Enunciado do exercício A —
Responda, com base no trecho, às perguntas abaixo.
(i) Quantos irmãos Leila tem?
(ii) Quantos filhos da família Jabalou são casados e moram em residência própria?
(iii) O que o pai precisa oferecer no próximo casamento da família?
Enunciado do exercício B —
Cite do trecho, sem alterar nada, tudo o que vai de “Mostra SP: Os” até “na vida deles.”.

Trecho —
%%

Mostra SP: Os Irmãos de Leila

Os Irmãos de Leila poderia muito bem se chamar “A Família Tresloucada de Leila”, porque ela não tem de lidar apenas com as inconstâncias dos seus quatro irmãos, cada qual perdido nos descaminhos da própria vida, mas também com a teimosia do pai e as reclamações da mãe. Esse título inventado, no entanto, poderia sugerir um tom de comédia que o filme até apresenta em alguns momentos, um humor tirado das desavenças e dos golpes sofridos pelos personagens no decorrer da trama, mas o filme revela sua verdadeira veia dramática ao aprofundar as crises que só começam a aparecer na vida deles.

Pois a família Jabalou vive numa Irã de tradições ancestrais que exigem poder aquisitivo e certa postura burguesa como sinônimos de status social de alta classe. E eles não possuem nenhum dos dois atributos. Ao contrário, sobram dívidas e sua condição financeira permite a eles terem uma vida apenas cômoda, mas sempre apertada – apenas um dos filhos é casado e mora em sua própria residência, os demais se amontoam junto aos pais.

De qualquer forma, o pai (Saeed Poursamimi) acaba de receber o convite para ser o patriarca do clã da grande família da qual fazem parte, após a morte do primo que ocupava esse lugar. Para isso, porém, o presente que ele precisa oferecer no próximo casamento da família é uma soma altíssima em dinheiro.

%%

Dados fornecidos —
%%

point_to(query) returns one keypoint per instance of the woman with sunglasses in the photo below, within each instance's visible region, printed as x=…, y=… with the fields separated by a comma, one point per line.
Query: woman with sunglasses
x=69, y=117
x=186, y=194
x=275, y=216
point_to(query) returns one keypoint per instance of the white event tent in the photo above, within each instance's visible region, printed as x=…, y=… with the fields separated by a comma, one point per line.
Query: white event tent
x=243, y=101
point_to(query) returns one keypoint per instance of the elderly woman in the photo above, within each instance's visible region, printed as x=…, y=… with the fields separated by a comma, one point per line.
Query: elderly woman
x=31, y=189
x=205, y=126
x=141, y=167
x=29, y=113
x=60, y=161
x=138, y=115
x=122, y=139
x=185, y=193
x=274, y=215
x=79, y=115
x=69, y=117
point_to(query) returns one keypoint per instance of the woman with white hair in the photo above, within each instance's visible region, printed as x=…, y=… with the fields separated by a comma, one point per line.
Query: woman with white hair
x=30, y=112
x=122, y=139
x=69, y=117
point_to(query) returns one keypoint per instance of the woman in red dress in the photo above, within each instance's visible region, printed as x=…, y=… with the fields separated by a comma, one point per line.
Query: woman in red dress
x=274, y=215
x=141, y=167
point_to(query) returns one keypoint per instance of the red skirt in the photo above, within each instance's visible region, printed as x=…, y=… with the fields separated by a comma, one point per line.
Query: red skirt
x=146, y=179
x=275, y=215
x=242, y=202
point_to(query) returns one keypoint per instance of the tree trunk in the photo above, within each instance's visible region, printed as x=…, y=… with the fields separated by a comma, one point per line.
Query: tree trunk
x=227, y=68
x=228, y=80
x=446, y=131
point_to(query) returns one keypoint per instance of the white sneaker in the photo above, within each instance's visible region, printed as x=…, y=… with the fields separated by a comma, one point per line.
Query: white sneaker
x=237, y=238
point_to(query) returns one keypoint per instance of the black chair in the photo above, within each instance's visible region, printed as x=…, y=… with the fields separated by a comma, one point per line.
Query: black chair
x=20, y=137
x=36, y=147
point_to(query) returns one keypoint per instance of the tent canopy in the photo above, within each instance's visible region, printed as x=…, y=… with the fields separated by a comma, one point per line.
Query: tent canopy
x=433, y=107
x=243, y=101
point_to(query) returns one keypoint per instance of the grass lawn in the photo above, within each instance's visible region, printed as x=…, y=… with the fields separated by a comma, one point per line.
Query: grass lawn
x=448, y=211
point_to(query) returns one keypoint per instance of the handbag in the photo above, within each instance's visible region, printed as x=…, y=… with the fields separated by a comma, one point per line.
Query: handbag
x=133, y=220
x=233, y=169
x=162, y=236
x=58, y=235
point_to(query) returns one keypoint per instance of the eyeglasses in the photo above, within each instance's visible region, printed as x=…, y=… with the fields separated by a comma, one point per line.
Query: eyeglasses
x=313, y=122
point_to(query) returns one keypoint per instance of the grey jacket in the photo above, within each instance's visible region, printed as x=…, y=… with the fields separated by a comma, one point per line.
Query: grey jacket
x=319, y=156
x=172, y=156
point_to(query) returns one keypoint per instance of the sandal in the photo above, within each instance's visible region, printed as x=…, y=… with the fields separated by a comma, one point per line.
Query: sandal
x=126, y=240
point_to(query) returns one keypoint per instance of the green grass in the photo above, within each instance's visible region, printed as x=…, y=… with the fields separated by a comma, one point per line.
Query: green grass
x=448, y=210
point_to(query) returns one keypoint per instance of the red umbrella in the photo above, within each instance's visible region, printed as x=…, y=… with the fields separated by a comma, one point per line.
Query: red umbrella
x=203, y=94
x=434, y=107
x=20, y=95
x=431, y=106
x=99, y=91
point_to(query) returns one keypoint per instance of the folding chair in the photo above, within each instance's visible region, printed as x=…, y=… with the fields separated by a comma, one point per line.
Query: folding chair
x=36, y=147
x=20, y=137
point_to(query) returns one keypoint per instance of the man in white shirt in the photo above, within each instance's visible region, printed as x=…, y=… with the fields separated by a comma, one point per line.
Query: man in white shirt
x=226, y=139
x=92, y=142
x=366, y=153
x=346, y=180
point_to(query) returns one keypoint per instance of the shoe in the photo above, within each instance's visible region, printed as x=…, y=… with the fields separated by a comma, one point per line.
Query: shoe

%%

Resolução do exercício A —
(i) Quatro.
(ii) Apenas um.
(iii) Uma soma altíssima em dinheiro.

Resolução do exercício B —
Mostra SP: Os Irmãos de Leila

Os Irmãos de Leila poderia muito bem se chamar “A Família Tresloucada de Leila”, porque ela não tem de lidar apenas com as inconstâncias dos seus quatro irmãos, cada qual perdido nos descaminhos da própria vida, mas também com a teimosia do pai e as reclamações da mãe. Esse título inventado, no entanto, poderia sugerir um tom de comédia que o filme até apresenta em alguns momentos, um humor tirado das desavenças e dos golpes sofridos pelos personagens no decorrer da trama, mas o filme revela sua verdadeira veia dramática ao aprofundar as crises que só começam a aparecer na vida deles.